◆ RECORDS FOR THIS TASK
══════

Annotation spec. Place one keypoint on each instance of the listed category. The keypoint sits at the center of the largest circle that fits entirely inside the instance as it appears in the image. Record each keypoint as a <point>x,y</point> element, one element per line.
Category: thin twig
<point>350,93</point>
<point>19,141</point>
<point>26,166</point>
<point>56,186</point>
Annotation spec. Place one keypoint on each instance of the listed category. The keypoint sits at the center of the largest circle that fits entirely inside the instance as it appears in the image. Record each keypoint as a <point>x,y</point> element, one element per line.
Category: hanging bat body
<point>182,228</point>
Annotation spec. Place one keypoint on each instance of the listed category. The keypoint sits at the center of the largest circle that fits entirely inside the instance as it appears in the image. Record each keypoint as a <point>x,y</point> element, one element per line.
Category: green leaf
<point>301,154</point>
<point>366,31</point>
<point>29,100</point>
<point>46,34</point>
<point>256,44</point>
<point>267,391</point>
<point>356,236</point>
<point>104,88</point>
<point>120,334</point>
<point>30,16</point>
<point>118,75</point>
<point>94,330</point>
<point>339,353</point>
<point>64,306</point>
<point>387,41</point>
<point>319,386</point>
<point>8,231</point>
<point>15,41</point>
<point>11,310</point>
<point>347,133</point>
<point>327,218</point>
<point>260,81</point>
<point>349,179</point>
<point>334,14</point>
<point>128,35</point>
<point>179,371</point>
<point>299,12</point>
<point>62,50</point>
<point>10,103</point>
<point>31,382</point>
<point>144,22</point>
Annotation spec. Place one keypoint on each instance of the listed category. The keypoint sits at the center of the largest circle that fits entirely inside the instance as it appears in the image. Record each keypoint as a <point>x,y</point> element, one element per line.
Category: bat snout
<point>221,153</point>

══════

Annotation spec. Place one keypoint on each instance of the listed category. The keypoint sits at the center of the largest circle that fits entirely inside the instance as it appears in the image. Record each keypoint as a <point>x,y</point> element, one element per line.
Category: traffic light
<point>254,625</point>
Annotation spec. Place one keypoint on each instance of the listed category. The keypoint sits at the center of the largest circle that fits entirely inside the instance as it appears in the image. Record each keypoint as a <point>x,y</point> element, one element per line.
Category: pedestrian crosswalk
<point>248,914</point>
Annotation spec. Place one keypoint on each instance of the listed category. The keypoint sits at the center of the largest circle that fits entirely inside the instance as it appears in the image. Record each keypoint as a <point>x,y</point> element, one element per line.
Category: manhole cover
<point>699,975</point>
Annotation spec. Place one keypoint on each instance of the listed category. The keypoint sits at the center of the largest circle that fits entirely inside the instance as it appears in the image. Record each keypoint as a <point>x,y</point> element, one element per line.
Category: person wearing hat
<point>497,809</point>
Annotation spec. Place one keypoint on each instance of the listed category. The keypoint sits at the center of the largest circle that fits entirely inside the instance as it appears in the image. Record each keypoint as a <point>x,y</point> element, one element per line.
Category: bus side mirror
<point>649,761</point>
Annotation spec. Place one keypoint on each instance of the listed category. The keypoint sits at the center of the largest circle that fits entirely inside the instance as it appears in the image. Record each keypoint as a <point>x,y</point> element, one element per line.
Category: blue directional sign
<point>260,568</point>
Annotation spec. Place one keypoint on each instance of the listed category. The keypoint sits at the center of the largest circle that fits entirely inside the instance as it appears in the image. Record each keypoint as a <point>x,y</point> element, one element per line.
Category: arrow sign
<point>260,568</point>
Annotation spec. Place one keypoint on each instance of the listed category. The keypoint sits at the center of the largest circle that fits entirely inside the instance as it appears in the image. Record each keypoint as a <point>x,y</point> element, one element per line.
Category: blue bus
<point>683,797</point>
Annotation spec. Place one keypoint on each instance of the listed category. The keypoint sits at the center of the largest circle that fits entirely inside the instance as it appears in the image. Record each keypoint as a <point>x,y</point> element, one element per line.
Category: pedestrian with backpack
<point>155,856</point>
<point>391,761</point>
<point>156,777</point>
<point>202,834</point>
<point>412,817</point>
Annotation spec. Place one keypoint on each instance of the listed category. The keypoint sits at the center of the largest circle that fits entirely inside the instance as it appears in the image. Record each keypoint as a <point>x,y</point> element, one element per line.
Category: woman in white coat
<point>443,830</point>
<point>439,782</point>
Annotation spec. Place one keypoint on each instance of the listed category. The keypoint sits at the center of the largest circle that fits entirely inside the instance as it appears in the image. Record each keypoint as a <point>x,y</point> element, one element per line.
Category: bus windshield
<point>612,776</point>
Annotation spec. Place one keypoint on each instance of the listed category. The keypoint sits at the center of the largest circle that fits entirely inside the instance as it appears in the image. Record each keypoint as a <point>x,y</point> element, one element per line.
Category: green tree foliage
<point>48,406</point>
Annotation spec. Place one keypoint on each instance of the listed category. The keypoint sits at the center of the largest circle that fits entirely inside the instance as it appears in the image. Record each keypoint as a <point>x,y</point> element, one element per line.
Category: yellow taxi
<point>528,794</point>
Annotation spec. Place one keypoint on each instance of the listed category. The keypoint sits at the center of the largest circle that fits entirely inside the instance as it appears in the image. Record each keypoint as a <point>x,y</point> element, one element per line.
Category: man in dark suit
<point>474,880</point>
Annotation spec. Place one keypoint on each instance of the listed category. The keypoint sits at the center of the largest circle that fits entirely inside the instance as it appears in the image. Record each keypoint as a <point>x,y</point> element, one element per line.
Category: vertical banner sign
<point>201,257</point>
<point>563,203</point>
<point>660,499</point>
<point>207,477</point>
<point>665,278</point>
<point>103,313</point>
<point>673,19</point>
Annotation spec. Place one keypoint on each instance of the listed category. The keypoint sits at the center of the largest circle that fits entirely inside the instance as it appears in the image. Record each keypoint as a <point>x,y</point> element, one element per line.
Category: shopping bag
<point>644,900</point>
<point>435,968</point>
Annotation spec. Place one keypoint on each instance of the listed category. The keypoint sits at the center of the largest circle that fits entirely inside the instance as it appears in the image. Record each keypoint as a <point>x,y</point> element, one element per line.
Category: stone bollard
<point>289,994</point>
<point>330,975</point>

══════

◆ SET EXERCISE
Locate each line in the data above that contains the string "blue", and reproduce those lines verbatim.

◆ OUTPUT OF THE TASK
Category: blue directional sign
Category: blue bus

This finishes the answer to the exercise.